#### Text segment:

Senator BARTLETT. Thank you very much. We are glad to have your testimony on that.
Are there any more witnesses on this bill?
STATEMENT OF HON. GEORGE SHARROCK, MAYOR, ANCHORAGE,
Mr. Mayor? You don't have to give your mailing address.
I would like to add my own personal support to this International Reception Center bill. I think that the merits of the reception center certainly warrant the support of all the people of Anchorage. I think that it has the support of the people of Anchorage. I also think that it has the support of all of Alaska, from what I have heard.
I was in Ketchikan only a week ago and I know that it was talked about down there, and people did express their approval.

#### Your tasks:
(1) Which lines of the entries contain the string "window", with case counting? Return each such line in full.
(2) Could you pick up the hearing testimony on the International Reception Center bill after its final sentence and continue it?

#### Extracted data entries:
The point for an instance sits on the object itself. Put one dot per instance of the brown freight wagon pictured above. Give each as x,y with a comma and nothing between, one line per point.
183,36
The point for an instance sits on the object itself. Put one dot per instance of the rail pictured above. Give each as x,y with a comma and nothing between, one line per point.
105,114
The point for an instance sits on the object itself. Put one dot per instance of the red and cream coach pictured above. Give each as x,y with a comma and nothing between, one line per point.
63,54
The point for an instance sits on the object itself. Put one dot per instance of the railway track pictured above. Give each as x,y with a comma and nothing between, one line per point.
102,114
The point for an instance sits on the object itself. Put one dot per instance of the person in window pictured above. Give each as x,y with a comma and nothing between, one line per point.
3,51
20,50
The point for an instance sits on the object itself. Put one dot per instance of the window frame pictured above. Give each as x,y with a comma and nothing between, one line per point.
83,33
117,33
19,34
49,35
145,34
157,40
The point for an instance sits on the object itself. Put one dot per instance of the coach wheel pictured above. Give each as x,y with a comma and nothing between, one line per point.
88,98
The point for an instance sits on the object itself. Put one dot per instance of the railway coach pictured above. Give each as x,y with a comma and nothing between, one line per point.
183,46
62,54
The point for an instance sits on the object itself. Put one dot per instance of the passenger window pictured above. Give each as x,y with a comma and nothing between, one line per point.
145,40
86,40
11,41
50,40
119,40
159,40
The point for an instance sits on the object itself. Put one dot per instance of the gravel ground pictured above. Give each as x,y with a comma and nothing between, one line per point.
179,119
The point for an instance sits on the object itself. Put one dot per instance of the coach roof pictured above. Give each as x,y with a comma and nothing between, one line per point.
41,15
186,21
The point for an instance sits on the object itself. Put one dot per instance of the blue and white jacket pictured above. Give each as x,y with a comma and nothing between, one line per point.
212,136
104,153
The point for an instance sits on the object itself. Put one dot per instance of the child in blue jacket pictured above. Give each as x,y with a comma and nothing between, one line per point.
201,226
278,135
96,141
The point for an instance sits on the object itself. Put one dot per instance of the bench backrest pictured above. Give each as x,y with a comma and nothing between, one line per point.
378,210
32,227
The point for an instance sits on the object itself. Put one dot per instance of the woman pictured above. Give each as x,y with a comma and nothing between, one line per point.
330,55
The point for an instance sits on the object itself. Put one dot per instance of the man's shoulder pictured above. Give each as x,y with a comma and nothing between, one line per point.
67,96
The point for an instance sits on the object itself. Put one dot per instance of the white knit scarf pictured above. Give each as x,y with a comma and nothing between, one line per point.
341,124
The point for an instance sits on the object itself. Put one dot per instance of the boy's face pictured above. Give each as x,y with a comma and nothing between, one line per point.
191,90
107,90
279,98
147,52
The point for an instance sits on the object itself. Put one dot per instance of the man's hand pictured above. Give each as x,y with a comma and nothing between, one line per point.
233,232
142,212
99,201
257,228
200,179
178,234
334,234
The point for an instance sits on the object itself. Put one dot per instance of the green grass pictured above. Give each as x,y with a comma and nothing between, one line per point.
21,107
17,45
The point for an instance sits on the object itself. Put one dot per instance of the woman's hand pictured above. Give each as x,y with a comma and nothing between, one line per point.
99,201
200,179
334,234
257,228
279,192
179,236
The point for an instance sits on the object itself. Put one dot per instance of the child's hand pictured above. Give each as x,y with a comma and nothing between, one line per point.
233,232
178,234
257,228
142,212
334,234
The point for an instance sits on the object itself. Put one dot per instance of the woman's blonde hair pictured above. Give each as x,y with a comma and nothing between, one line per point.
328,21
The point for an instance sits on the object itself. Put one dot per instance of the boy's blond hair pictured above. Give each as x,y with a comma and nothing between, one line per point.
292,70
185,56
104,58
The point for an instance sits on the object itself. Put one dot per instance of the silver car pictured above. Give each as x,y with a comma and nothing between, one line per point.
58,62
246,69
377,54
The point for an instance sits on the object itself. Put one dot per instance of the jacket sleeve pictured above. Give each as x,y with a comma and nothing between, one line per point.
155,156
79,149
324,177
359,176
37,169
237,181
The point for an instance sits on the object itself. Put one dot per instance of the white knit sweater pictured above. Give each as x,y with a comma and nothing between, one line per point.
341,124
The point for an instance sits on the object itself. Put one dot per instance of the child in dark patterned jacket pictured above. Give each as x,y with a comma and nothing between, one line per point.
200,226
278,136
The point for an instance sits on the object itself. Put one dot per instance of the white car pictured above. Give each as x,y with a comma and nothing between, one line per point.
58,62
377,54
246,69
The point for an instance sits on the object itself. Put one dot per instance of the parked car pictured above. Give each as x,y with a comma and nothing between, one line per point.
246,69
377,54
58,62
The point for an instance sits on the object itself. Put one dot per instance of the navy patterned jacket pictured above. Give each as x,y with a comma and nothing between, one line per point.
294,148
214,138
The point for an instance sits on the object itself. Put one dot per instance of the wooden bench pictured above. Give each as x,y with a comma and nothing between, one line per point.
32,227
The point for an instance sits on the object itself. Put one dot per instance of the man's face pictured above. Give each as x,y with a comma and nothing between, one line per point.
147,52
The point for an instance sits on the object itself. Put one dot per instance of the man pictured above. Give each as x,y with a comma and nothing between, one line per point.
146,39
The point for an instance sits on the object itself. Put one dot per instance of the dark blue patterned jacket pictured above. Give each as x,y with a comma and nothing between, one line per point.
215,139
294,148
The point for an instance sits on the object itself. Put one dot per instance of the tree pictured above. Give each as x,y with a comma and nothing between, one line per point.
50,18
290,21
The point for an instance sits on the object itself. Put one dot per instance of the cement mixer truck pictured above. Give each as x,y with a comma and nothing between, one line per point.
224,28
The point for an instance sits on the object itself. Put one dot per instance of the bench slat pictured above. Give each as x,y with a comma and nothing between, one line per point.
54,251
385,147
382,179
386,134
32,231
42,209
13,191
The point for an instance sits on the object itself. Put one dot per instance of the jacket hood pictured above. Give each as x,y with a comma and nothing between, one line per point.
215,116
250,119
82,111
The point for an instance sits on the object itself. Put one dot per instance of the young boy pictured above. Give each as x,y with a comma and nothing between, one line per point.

#### In response:
(1)
The point for an instance sits on the object itself. Put one dot per instance of the person in window pictured above. Give each as x,y with a comma and nothing between, one line per point.
The point for an instance sits on the object itself. Put one dot per instance of the window frame pictured above. Give each as x,y with a comma and nothing between, one line per point.
The point for an instance sits on the object itself. Put one dot per instance of the passenger window pictured above. Give each as x,y with a comma and nothing between, one line per point.

(2)
Senator BARTLETT. Mr. Mayor, I detect prejudice on your part in support of this bill. I must say that I share that. I think that it would be appropriate, however, for me to say here that not everyone concerned is certain to have the same lively enthusiasm as is being expressed here today, because inevitably during legislative consideration of this bill we are going to hear, among other things, that this has never been done by the Federal Government elsewhere, that there is no good reason or any reason at all why the Federal Government ought to make a fairly substantial investment of this kind in creating a reception center way up in Anchorage, Alaska, and spending the money to construct the building and spending the money to operate it annually, and that in any case this isn't the appropriate time because the Federal Government is incurring deficits and taxes are heavy, and Federal spending is terrific, and this is money that could easily be saved.
I recite those words only to indicate a belief that a very impressive case must be made affirmatively if we are going to get the action that all of you who have testified for the bill desire.
Mr. SHARROCK. Senator Bartlett, I certainly sympathize with the attitude of trying to reduce expenditures. However, I do think that we are in a unique position here in this part of the United States.
As a matter of fact the only part, as former Mayor Byer has pointed out, where we have a unique opportunity to present the picture of the United States to people of the world, the people who pass through this part ɔf it. And they are growing in numbers every month, it seems.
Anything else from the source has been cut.